***** EXCERPTED RECORDS *****
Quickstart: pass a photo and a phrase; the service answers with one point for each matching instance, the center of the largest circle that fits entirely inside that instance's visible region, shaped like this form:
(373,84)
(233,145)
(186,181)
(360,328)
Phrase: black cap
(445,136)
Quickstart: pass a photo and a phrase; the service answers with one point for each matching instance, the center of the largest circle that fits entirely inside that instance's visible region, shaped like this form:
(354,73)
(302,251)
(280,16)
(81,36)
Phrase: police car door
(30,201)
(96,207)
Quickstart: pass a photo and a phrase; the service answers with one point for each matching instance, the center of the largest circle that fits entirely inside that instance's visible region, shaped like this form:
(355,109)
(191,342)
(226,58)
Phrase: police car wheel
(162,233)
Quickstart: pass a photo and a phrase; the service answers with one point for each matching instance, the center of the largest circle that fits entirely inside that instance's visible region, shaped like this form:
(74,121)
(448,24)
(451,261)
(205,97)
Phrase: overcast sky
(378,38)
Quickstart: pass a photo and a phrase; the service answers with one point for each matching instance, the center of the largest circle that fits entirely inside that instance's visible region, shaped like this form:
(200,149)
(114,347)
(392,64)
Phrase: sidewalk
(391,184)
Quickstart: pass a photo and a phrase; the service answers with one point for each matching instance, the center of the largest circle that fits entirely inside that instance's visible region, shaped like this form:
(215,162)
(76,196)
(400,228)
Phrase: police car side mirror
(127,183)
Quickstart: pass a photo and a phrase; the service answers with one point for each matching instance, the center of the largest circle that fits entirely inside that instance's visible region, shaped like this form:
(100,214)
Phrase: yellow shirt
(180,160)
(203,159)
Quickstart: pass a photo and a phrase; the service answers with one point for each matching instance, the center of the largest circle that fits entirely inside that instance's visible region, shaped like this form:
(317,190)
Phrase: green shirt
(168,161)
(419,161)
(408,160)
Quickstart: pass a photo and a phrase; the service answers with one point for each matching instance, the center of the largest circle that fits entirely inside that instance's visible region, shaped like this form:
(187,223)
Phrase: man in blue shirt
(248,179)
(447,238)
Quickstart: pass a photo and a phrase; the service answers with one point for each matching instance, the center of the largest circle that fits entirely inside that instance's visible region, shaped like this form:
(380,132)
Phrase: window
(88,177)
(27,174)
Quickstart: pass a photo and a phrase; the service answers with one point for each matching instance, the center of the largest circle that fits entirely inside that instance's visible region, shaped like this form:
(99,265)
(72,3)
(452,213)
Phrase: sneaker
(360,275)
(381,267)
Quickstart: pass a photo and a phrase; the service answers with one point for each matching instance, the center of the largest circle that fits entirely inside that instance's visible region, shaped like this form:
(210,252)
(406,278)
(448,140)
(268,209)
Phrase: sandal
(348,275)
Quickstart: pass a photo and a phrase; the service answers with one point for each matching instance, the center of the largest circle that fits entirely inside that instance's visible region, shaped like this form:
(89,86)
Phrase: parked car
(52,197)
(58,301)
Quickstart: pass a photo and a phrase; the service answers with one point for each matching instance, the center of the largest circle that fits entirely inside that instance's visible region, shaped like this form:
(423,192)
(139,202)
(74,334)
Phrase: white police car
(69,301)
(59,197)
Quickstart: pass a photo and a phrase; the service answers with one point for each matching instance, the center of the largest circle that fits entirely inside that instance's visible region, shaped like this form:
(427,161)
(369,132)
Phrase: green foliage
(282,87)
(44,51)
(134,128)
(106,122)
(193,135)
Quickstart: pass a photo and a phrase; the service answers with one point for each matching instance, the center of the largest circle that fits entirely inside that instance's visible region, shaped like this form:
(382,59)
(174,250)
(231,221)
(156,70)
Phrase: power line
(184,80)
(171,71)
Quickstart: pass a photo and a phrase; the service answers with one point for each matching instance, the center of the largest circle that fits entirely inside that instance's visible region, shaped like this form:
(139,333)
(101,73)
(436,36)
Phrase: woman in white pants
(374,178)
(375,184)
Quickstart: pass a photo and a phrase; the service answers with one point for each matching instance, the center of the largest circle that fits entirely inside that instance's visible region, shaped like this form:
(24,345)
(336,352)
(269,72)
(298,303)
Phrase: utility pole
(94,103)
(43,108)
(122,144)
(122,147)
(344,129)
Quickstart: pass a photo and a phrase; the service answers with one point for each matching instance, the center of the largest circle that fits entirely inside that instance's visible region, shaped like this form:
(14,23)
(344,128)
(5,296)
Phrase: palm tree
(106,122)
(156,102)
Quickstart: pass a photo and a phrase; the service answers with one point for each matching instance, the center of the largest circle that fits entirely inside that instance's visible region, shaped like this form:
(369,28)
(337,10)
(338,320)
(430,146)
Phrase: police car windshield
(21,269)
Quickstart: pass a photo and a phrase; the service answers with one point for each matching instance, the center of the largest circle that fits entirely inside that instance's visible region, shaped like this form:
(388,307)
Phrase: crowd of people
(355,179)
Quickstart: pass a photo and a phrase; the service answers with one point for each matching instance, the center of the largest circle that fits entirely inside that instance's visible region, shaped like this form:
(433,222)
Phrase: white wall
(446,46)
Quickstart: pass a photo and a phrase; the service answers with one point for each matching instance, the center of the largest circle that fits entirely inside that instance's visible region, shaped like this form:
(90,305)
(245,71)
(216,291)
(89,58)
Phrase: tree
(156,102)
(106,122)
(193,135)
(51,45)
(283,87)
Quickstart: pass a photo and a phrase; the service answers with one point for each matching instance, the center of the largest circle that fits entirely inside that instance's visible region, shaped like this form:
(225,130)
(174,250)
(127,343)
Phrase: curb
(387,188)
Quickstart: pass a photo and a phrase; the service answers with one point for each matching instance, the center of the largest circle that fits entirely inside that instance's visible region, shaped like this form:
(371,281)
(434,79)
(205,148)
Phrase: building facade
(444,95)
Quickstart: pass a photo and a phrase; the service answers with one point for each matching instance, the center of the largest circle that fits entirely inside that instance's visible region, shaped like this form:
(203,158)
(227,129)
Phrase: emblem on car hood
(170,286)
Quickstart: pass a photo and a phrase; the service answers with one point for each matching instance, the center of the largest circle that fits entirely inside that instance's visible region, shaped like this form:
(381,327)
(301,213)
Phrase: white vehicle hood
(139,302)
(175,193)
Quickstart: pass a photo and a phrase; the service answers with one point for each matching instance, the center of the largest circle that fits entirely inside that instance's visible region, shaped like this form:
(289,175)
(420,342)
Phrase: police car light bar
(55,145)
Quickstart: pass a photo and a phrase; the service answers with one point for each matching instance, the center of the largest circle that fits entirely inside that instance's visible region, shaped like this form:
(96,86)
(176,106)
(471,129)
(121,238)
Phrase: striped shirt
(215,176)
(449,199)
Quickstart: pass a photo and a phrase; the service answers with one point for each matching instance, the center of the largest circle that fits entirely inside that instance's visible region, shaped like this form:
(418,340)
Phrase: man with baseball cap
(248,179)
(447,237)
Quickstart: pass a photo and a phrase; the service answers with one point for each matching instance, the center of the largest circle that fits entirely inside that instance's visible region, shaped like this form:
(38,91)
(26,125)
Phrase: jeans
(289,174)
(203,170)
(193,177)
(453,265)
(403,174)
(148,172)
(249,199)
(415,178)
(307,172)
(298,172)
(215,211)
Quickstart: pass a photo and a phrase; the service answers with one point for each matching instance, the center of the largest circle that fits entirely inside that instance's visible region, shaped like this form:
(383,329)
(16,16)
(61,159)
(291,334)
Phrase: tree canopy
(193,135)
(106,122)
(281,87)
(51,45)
*****
WHAT IS NEEDED:
Could you copy out all the material word for word?

RESULT FOR THIS TASK:
Quickstart: pass a photo and a phrase; the service answers with one point for each matching instance, the center of the largest circle that fits entirely inside that instance's visible region, shaped like this form:
(373,84)
(233,145)
(186,181)
(360,328)
Phrase: black cap
(445,136)
Quickstart: pass a photo and a phrase; the service answers with one point for each matching instance, the center of the largest circle that fits entirely inside that instance's visible region, shaped like this form:
(354,73)
(302,251)
(280,16)
(81,36)
Phrase: police car door
(30,201)
(96,207)
Quickstart: pass a photo and a phrase; the service answers with one point for each matching instance, the center of the largest circle that fits entirely inside that instance's visible region, shaped like this form:
(355,109)
(191,342)
(226,58)
Phrase: police car wheel
(162,233)
Quickstart: pass a photo and a phrase; the service answers with one point for each matching instance, the center of the largest circle that fits entirely inside that instance's visible region, shaped like this form:
(74,121)
(448,24)
(451,261)
(205,97)
Phrase: overcast sky
(378,38)
Quickstart: pass a photo and a phrase; the service answers with one point for each matching instance, the center of the largest circle that fits entirely inside that instance's visible region, shaped like this form:
(200,149)
(114,347)
(392,64)
Phrase: sidewalk
(391,184)
Quickstart: pass a photo and a phrase; the service answers with one point for each matching instance, the center of the largest circle that fits entirely inside that instance's visible region, shaped like this form:
(215,162)
(76,196)
(400,228)
Phrase: police car side mirror
(127,183)
Quickstart: pass a photo and a phrase; the service answers with one point for each matching instance, the center of the largest circle that fits entirely inside that instance's visible region, shaped like this form:
(100,214)
Phrase: yellow shirt
(180,160)
(203,159)
Quickstart: pass a photo and a phrase; the service answers with one point for each matching instance, the center of the largest circle that fits entirely inside that instance's visible region, shaped like this form:
(317,190)
Phrase: green shirt
(168,161)
(419,161)
(408,160)
Quickstart: pass a photo and a phrase; the service answers with one point for each matching instance, the center of the largest circle that fits entirely inside that instance's visible region, shaped like this form:
(187,223)
Phrase: man in blue shirt
(248,179)
(447,238)
Quickstart: pass a photo and a phrase; the service answers with one point for each matching instance, the center of the largest circle that fits entirely inside that instance's visible region, shaped like this form:
(380,132)
Phrase: window
(88,177)
(27,174)
Quickstart: pass a photo and a phrase; the service answers with one point for each matching instance, the center of the largest circle that fits entirely inside that instance's visible region, shaped like this form:
(99,265)
(72,3)
(452,213)
Phrase: sneaker
(360,275)
(381,267)
Quickstart: pass a photo and a phrase; the service answers with one point for each matching instance, the center of the largest circle that fits entirely inside that instance's visible region, shaped like this form:
(210,252)
(406,278)
(448,140)
(268,209)
Phrase: sandal
(348,275)
Quickstart: pass a photo and a phrase; the service answers with one point for each matching instance, the center of the largest circle that fits entirely inside that instance's visible region, shaped like this form:
(89,86)
Phrase: parked car
(52,197)
(58,301)
Quickstart: pass a photo and a phrase; the service answers with one point for each matching instance, the center of the largest circle that fits entirely inside that instance's visible region, shaped like this form:
(423,192)
(139,202)
(74,334)
Phrase: white police car
(69,301)
(59,197)
Quickstart: pass a photo and a phrase; the service answers with one point for each matching instance, the center of the largest circle that fits entirely inside that instance's visible region, shaped like this form:
(427,161)
(369,132)
Phrase: green foliage
(282,87)
(44,51)
(134,128)
(106,122)
(193,135)
Quickstart: pass a photo and a phrase; the service answers with one point for each matching instance, the center of the largest circle that fits entirely inside that instance's visible region, shaped like this form:
(382,59)
(174,250)
(231,221)
(156,70)
Phrase: power line
(184,80)
(171,71)
Quickstart: pass a photo and a phrase; the service answers with one point for each matching instance, the center of the largest circle that fits entirely inside that instance's visible region, shaped like this form:
(139,333)
(101,73)
(436,36)
Phrase: woman in white pants
(374,178)
(375,184)
Quickstart: pass a photo and a phrase; the service answers with one point for each matching instance, the center of the largest circle that fits entirely inside that instance's visible region, shaped like this form:
(24,345)
(336,352)
(269,72)
(298,303)
Phrase: utility pole
(94,103)
(43,108)
(122,144)
(122,147)
(344,129)
Quickstart: pass a photo and a phrase; the service answers with one point for each matching instance, the center of the largest circle that fits entirely inside that instance's visible region, shaped like this form:
(14,23)
(344,128)
(5,296)
Phrase: palm tree
(106,122)
(156,102)
Quickstart: pass a photo and a phrase; the service answers with one point for each matching instance, the center of the largest circle that fits entirely inside that instance's visible region, shaped like this form:
(369,28)
(337,10)
(338,320)
(430,146)
Phrase: police car windshield
(21,269)
Quickstart: pass a photo and a phrase; the service answers with one point for each matching instance, the center of the largest circle that fits entirely inside that instance's visible region, shaped like this form:
(388,307)
Phrase: crowd of people
(355,179)
Quickstart: pass a photo and a phrase; the service answers with one point for each matching instance, the center of the largest circle that fits entirely inside that instance's visible region, shaped like this form:
(433,222)
Phrase: white wall
(446,46)
Quickstart: pass a photo and a phrase; the service answers with one point for each matching instance, the center of the largest circle that fits entirely inside that instance's visible region, shaped like this form:
(90,305)
(245,71)
(216,291)
(89,58)
Phrase: tree
(156,102)
(106,122)
(193,135)
(51,45)
(283,87)
Quickstart: pass a photo and a phrase; the service answers with one point for each matching instance, the center of the largest circle that fits entirely inside that instance's visible region, shaped like this form:
(225,130)
(174,250)
(127,343)
Phrase: curb
(387,188)
Quickstart: pass a photo and a phrase; the service answers with one point for each matching instance, the center of the largest circle that fits entirely inside that instance's visible region, shaped like this form:
(371,281)
(434,79)
(205,148)
Phrase: building facade
(444,95)
Quickstart: pass a photo and a phrase; the service answers with one point for each matching instance, the center of the largest circle that fits entirely inside that instance's visible region, shaped like this form:
(203,158)
(227,129)
Phrase: emblem on car hood
(170,286)
Quickstart: pass a photo and a phrase; the service answers with one point for each matching instance, the center of the largest circle that fits entirely inside that instance's visible region, shaped like this form:
(381,327)
(301,213)
Phrase: white vehicle hood
(139,302)
(175,193)
Quickstart: pass a photo and a phrase; the service answers with one point for each matching instance, the center of the largest circle that fits entirely inside that instance's visible region, shaped like this form:
(289,175)
(420,342)
Phrase: police car light bar
(55,145)
Quickstart: pass a photo and a phrase; the service answers with one point for each matching instance, the center of the largest circle that fits entirely inside that instance's visible region, shaped like this form:
(96,86)
(176,106)
(471,129)
(121,238)
Phrase: striped shirt
(215,176)
(449,199)
Quickstart: pass a photo and a phrase; the service answers with one point for each matching instance, the center of the largest circle that fits entirely inside that instance's visible region, shaped like this form:
(418,340)
Phrase: man with baseball cap
(248,179)
(447,237)
Quickstart: pass a photo and a phrase; the service answers with one point for each matching instance, the center of the largest circle that fits entirely inside that instance's visible region, shaped like this form:
(38,91)
(26,125)
Phrase: jeans
(289,174)
(203,170)
(193,177)
(453,265)
(403,174)
(148,172)
(249,199)
(415,178)
(307,172)
(298,172)
(215,211)
Quickstart: pass a photo and a phrase; the service answers with one point for each matching instance, the center of the largest circle that fits entirely inside that instance's visible region, shaped like this form:
(383,329)
(16,16)
(61,159)
(291,334)
Phrase: tree canopy
(193,135)
(106,122)
(281,87)
(51,45)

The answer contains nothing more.